_ISTRUZIONI DELL'ESERCIZIO_
a) Riporta fedelmente una parte del brano sulle emoticon: comincia dalle parole "Paradossalmente, però, e" e fermati dopo "rossa simpaticamente imbronciata.".
b) Nel brano sulle emoticon, quale emoticon si usa per rappresentare lo stato di agitazione e tagliare corto?

Il problema è che ci siamo abituati troppo alla velocità della vita. Non riusciamo più a trattenere nulla, ad assaporare. Sintetizziamo. A volte si sente il bisogno di  “chiudere gli occhi per fermare qualcosa che è dentro te ma nella mente tua non c’è”. E respirare. E dargli tempo. Dargli spazio. Invece, le relazioni digitali vanno di corsa, richiedono velocità, Non c’è tempo per ragionare, per rallentare, per riflettere, per spiegare, per chiedere scusa, per esprimere un concetto che riguardi gli infiniti ambiti della vita quotidiana. Figuriamoci se c’è tempo per stringersi la mano, baciarsi, abbracciarsi, camminare fianco a fianco. A che scopo, se ci sono decine di emoticon pronte all’uso che sintetizzano benissimo altrettanti gesti? In passato, per curiosità, ho letto la corrispondenza tra i fisici e i matematici dell’800. Si trattava di lettere lunghissime e rispettose in cui venivano dibattute questioni complesse per arrivare a una qualche conclusione. Non c’era un vincitore. Le conversazioni digitali vogliono che spesso ci sia un vincitore e un vinto. E, nella competizione, le emoticons hanno un ruolo centrale. La dinamica è spesso la seguente: si inizia a scambiare messaggi in modo soft e, per un motivo o per un altro, si arriva al climax, a un punto di rottura in cui la rabbia è esplosa, il viso diventa rosso come il succo di melograno e il cuore galoppa come Furia cavallo del west. Ma non si può reagire, c’è lo schermo, bisogna usare un’emoticon. Ma per rappresentare bene quello stato d’animo, servirebbe una gif animata che raffiguri Mario Merola in modalità “piazzata” che spara minacce casuali del calibro di “T’accid ‘a madre”. Invece no, qual è l’emoticon che si usa per rappresentare quello stato di agitazione e tagliare corto? Il pollice alzato di Fonzie, usato non per dire “tutto ok” ma per un più provocatorio “stai bene così”. E chi lo usa conosce benissimo la reazione violenta che suscita nell’avversario e che va ben oltre le minacce di Mario Merola: roba tipo “te lo spezzerei, quel pollice, se fossi lì”. Ma per fortuna c’è  sempre uno schermo. Il pollice non è vero, è un fake pollice, che conduce a una verità incontrovertibile: se Leibniz avesse risposto all’epistola prior e all’epistola posterior di Newton con un pollice alzato, probabilmente non avremmo mai conosciuto Le monadi e la gravitazione universale…

Paradossalmente, però, e questo è veramente un mistero comunicativo, l’immagine che rappresenta l’incazzatura (passatemi il termine) esiste, si tratta di una faccetta rossa e arrabbiata che non assume mai il reale significato a cui è deputata. Non viene presa sul serio, perché, diciamo la verità, quando parte l’embolo della rissa, a nessuno verrebbe in mente di assumere l’espressione di una faccetta rossa simpaticamente imbronciata.

_VOCI FORNITE_
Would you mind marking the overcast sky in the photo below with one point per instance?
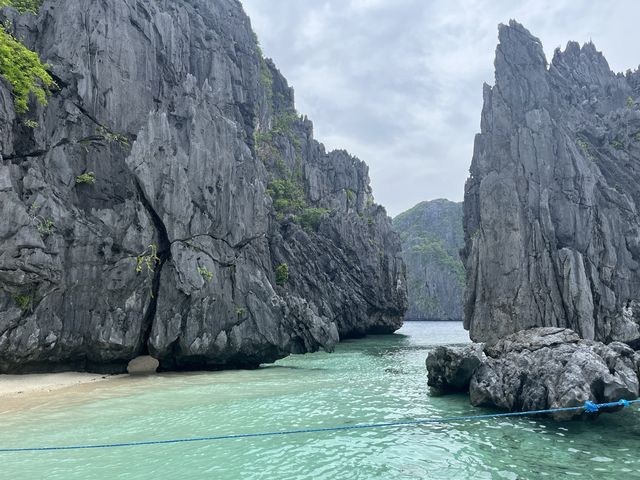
(398, 83)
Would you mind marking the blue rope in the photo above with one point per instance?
(588, 407)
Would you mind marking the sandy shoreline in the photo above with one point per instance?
(15, 385)
(18, 392)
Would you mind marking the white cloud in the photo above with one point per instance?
(399, 83)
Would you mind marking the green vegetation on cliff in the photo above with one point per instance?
(22, 67)
(432, 235)
(23, 6)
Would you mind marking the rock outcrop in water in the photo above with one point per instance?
(170, 201)
(551, 234)
(538, 369)
(432, 237)
(551, 207)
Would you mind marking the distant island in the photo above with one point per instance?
(432, 236)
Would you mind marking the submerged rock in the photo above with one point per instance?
(143, 365)
(538, 369)
(451, 368)
(552, 230)
(170, 201)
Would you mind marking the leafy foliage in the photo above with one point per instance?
(25, 302)
(44, 226)
(88, 178)
(311, 217)
(617, 144)
(282, 274)
(24, 71)
(149, 258)
(266, 78)
(205, 273)
(23, 6)
(287, 195)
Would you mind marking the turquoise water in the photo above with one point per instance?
(377, 379)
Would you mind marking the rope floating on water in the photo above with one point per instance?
(588, 407)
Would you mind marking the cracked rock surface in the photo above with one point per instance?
(552, 232)
(172, 251)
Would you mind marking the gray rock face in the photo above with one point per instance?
(432, 237)
(173, 251)
(451, 368)
(551, 207)
(549, 367)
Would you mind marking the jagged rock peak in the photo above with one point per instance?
(551, 206)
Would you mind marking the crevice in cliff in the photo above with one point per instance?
(164, 253)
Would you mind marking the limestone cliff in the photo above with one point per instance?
(552, 233)
(432, 237)
(169, 200)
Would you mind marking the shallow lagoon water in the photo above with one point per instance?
(376, 379)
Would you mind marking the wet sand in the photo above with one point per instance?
(23, 391)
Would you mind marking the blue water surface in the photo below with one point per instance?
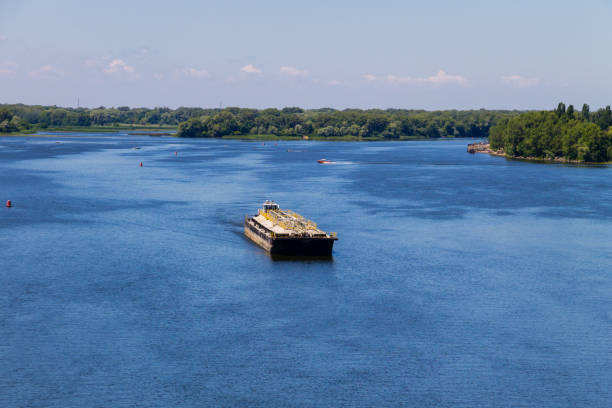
(458, 280)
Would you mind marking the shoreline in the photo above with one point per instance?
(263, 138)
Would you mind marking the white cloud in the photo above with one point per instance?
(196, 73)
(369, 77)
(520, 81)
(45, 72)
(117, 65)
(441, 78)
(6, 72)
(250, 69)
(8, 69)
(292, 71)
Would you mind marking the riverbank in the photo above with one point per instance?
(486, 148)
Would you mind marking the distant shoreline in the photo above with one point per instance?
(485, 148)
(256, 138)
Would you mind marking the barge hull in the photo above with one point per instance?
(290, 246)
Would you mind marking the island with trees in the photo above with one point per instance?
(562, 135)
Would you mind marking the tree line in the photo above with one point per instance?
(327, 122)
(562, 133)
(39, 116)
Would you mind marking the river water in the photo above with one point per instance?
(458, 280)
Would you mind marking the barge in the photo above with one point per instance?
(284, 232)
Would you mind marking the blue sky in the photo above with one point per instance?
(374, 54)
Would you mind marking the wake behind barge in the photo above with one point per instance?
(284, 232)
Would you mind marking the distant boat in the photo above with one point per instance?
(284, 232)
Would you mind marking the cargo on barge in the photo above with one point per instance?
(285, 232)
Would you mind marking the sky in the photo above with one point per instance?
(342, 54)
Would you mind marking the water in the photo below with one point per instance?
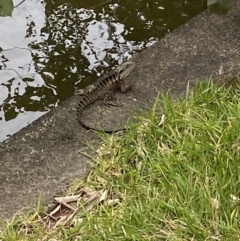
(50, 49)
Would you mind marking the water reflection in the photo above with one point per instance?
(49, 51)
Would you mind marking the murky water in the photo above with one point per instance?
(49, 49)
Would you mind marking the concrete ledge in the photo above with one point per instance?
(44, 156)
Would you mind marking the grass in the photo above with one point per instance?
(175, 176)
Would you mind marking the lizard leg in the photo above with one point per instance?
(125, 88)
(109, 99)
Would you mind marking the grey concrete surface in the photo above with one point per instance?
(43, 157)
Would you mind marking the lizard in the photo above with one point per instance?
(104, 89)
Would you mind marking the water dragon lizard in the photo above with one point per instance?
(104, 89)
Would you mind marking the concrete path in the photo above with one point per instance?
(44, 156)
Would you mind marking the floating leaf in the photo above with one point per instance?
(6, 8)
(220, 7)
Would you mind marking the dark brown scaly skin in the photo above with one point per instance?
(104, 88)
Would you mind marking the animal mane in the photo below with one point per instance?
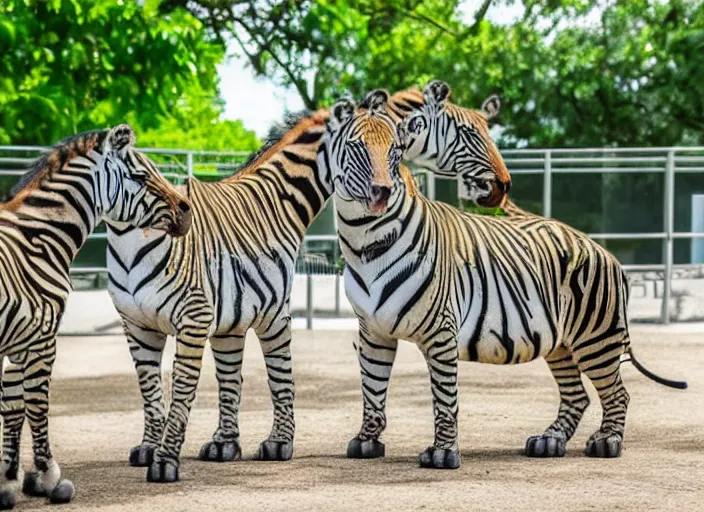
(281, 135)
(60, 153)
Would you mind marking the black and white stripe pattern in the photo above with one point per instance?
(80, 181)
(233, 272)
(501, 290)
(452, 141)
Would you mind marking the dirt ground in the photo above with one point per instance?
(97, 418)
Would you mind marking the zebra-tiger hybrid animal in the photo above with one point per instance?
(500, 290)
(232, 272)
(80, 181)
(460, 145)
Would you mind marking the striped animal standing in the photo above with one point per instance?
(56, 205)
(426, 126)
(468, 287)
(232, 272)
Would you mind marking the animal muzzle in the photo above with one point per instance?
(182, 219)
(380, 198)
(497, 192)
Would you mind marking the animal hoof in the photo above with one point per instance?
(365, 449)
(162, 472)
(545, 446)
(276, 450)
(7, 500)
(31, 485)
(604, 446)
(218, 451)
(142, 455)
(438, 458)
(63, 492)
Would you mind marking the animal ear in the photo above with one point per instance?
(402, 134)
(376, 100)
(491, 106)
(121, 137)
(340, 112)
(415, 124)
(436, 92)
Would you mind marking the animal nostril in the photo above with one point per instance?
(380, 193)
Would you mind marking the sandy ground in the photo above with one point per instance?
(97, 418)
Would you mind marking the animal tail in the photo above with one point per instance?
(677, 384)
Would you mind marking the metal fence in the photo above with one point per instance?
(178, 165)
(666, 161)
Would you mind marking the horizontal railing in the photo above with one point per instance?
(546, 162)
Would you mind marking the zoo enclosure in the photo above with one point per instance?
(547, 164)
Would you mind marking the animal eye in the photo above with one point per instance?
(415, 125)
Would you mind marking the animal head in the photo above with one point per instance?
(130, 188)
(454, 141)
(365, 150)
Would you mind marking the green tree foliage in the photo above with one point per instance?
(571, 72)
(71, 65)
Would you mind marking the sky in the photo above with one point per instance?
(259, 103)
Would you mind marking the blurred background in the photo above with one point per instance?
(203, 80)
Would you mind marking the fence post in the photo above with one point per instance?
(309, 301)
(547, 185)
(430, 180)
(669, 221)
(189, 164)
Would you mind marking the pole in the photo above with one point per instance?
(309, 300)
(669, 221)
(547, 185)
(189, 164)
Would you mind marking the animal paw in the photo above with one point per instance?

_RISPOSTE AI COMPITI_
a)
Paradossalmente, però, e questo è veramente un mistero comunicativo, l’immagine che rappresenta l’incazzatura (passatemi il termine) esiste, si tratta di una faccetta rossa e arrabbiata che non assume mai il reale significato a cui è deputata. Non viene presa sul serio, perché, diciamo la verità, quando parte l’embolo della rissa, a nessuno verrebbe in mente di assumere l’espressione di una faccetta rossa simpaticamente imbronciata.

b) Il pollice alzato di Fonzie.